**Input material:**

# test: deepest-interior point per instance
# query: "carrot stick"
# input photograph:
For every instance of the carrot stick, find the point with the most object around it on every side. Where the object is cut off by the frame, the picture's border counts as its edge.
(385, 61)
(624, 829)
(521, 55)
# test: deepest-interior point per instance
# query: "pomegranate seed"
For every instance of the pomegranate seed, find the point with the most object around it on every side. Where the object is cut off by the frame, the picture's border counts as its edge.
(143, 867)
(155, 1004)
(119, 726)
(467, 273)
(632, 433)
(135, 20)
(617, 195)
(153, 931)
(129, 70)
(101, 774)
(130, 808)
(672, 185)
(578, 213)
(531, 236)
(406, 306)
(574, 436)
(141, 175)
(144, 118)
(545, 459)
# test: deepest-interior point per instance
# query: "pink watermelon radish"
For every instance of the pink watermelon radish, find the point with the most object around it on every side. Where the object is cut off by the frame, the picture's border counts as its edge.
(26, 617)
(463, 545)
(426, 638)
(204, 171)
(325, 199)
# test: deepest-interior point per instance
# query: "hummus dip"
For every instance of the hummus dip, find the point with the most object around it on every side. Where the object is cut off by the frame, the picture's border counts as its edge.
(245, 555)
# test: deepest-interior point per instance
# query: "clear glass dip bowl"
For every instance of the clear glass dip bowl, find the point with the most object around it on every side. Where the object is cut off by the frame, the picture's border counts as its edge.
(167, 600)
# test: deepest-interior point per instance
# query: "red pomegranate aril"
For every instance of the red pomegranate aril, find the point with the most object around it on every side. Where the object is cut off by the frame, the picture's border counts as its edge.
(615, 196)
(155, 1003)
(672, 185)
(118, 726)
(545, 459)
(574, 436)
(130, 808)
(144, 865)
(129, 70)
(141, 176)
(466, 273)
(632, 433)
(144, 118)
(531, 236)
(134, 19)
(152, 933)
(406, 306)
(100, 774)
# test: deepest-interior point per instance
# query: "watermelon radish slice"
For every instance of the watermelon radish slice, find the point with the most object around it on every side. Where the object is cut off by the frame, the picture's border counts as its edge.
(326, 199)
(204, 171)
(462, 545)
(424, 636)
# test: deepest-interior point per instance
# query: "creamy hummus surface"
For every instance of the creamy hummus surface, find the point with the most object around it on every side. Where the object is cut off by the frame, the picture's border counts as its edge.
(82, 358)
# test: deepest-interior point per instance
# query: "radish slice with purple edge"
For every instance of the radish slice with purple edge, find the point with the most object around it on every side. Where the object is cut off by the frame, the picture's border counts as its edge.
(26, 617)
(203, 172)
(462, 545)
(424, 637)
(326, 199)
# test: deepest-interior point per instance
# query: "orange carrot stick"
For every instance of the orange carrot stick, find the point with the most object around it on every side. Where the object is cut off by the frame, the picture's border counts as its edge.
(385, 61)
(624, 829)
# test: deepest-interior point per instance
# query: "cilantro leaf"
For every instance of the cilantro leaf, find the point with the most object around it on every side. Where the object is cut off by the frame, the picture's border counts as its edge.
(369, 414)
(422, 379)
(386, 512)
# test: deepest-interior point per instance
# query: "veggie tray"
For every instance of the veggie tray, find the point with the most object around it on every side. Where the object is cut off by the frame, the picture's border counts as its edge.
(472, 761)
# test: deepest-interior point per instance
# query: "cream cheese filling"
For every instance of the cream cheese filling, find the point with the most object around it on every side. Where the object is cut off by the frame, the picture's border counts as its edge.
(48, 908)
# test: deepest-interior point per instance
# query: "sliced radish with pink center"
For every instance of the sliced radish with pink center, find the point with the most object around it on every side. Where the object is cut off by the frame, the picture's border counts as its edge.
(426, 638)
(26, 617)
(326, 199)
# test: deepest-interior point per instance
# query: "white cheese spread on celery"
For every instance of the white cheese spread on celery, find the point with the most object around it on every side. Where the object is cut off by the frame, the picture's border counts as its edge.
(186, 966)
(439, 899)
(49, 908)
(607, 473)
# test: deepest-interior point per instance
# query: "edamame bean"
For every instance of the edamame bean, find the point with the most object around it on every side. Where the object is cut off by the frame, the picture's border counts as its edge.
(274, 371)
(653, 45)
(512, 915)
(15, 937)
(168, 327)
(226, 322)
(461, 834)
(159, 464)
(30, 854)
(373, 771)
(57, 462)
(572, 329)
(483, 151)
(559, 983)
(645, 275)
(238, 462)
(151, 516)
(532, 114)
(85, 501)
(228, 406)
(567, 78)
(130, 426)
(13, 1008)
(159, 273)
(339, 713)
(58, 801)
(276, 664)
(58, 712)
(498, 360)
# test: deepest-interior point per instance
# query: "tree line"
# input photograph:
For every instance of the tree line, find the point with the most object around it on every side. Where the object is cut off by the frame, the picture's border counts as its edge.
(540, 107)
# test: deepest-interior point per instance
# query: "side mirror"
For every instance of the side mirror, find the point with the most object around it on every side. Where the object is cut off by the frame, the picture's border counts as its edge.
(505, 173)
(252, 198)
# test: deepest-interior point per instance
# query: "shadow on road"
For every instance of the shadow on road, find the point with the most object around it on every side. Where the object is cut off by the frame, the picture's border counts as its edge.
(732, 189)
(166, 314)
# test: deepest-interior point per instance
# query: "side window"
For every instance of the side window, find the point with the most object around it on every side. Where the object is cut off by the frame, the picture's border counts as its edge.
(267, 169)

**About this exercise:** Transcribe all records exactly as written.

**Your solution:**
# test: deepest-interior point per instance
# query: "carrot stick"
# input photograph:
For every instance of the carrot stick, find the point with the most object around it on every side. Where the object is cut off by the frame, the picture's border counts as its edge.
(385, 61)
(624, 829)
(521, 55)
# test: deepest-interior point per instance
# query: "pomegranate seed"
For every instance of the pomegranate seed, find the point with the most object around it on every side. Where the object is cut off by the frame, the picture's border counts as its edge.
(143, 867)
(155, 1004)
(119, 726)
(467, 273)
(632, 433)
(135, 20)
(617, 195)
(153, 931)
(129, 70)
(101, 774)
(130, 808)
(672, 185)
(578, 213)
(531, 236)
(406, 306)
(574, 436)
(141, 175)
(144, 118)
(545, 459)
# test: deepest-interior point per instance
# query: "pink watermelon radish"
For every instance of the pink watermelon radish, find the point with the most object around it on every side. Where the object is cut off by the frame, the picture's border counts as its edge.
(26, 617)
(463, 545)
(426, 638)
(204, 171)
(325, 199)
# test: deepest-interior point per instance
# query: "hummus dip"
For every instance of the hummus dip, find the point with the most object around it on every side. Where the object is cut off by the frame, the picture's border counts as its edge.
(245, 555)
# test: deepest-interior point per instance
# query: "clear glass dip bowl"
For every instance of the clear glass dip bowl, find the point with the most object around it on every side. Where the object is cut off by the frame, the picture's border counts as its edge.
(167, 600)
# test: deepest-interior point per instance
# query: "red pomegranate aril"
For every instance of the red pomegranate aril, find the point with the most object around it on every side. Where the object is cut off by the frame, the picture's border counts as its edge.
(615, 196)
(155, 1003)
(672, 185)
(118, 726)
(545, 459)
(574, 436)
(130, 808)
(144, 865)
(129, 70)
(141, 176)
(466, 273)
(632, 433)
(144, 118)
(531, 236)
(134, 19)
(152, 933)
(406, 306)
(100, 774)
# test: deepest-interior point per instance
# query: "watermelon radish slice"
For every instance of the watermelon radish slice, find the point with the most object around it on every side. Where the object is cut off by the frame, the picture's border counts as its edge.
(326, 199)
(204, 171)
(462, 545)
(424, 636)
# test: deepest-interior point per instance
# query: "creamy hummus surface"
For every instance of the creamy hummus surface, find the point with the most object around it on every side. Where the object is cut off by the frame, the picture's border counts as its edge.
(82, 358)
# test: deepest-interior point per instance
# query: "radish slice with purple edge"
For every instance of the radish slice with purple edge, find the point with the most object around it on every side. Where the object is cut off by the frame, the picture's border counts as its edge.
(26, 617)
(203, 172)
(462, 545)
(424, 637)
(326, 199)
# test: deepest-interior point per instance
# query: "orange carrot stick"
For every instance of the orange carrot stick, find the point with the most object around it on every side. Where the object is cut off by the frame, the picture's border counts as its edge.
(385, 61)
(624, 829)
# test: deepest-interior point per instance
# query: "cilantro leaf"
For every instance of the cilantro leaf, find the point with the most object around it on every side. Where the object is cut off by the frame, the picture's border counts as its edge.
(369, 414)
(422, 379)
(386, 512)
# test: deepest-interior point per instance
# query: "veggie tray"
For every instance of the veggie tray, find the point with the most object around it on every side. Where the object is cut off by the frame, the picture's border counts as its edge.
(472, 761)
# test: deepest-interior point per instance
# query: "cream cheese filling"
For every instance of the cream cheese filling, find the point with the most object around it on every side. Where the object is cut off by the frame, the picture's border counts as its edge.
(48, 908)
# test: deepest-interior point per instance
# query: "sliced radish with pink center"
For every instance of the sliced radish with pink center, find the point with the most object around it on every side. Where the object is cut off by the frame, the picture's border counts as its edge.
(426, 638)
(26, 617)
(326, 199)
# test: deepest-interior point per instance
# query: "white cheese spread on celery"
For every instance of the white cheese spread on celery, find the point with the most object around it on every side. Where the object is cut off by the frame, the picture's border counts as its edge.
(186, 966)
(439, 899)
(49, 908)
(607, 473)
# test: deepest-interior point per instance
# query: "edamame bean"
For every instance of the edamame bean, find the point with the most object around it on every side. Where the object is cut off by the frame, the picture's border counts as its edge.
(274, 371)
(653, 45)
(512, 915)
(15, 937)
(168, 327)
(226, 322)
(461, 834)
(159, 464)
(30, 854)
(373, 771)
(57, 462)
(572, 329)
(483, 151)
(559, 983)
(645, 275)
(238, 462)
(151, 516)
(532, 114)
(85, 501)
(228, 406)
(567, 78)
(130, 426)
(13, 1008)
(159, 273)
(339, 713)
(58, 801)
(276, 664)
(58, 712)
(498, 360)
# test: deepest-interior point per instance
# query: "tree line"
# input photograph:
For every instance of the tree line, find the point with the most object around it on every side. Where the object is cut off by the frame, the picture's border counts as its edge.
(540, 107)
# test: deepest-interior point per instance
# query: "side mirror"
For every instance of the side mirror, find the point with the most object around it on every side. Where the object is cut off by the frame, the picture's border counts as its edge.
(505, 173)
(252, 198)
# test: deepest-interior point per instance
# query: "shadow on road"
For every instance of the shadow on road, find the point with the most object around it on every side. Where the object is cut off by the frame, the picture's border counts as its edge.
(732, 189)
(166, 314)
# test: deepest-interior point per instance
# query: "side window"
For every instance of the side window, find the point with the most object around it on every side. Where the object is cut off by the frame, the picture's border counts as its edge.
(267, 169)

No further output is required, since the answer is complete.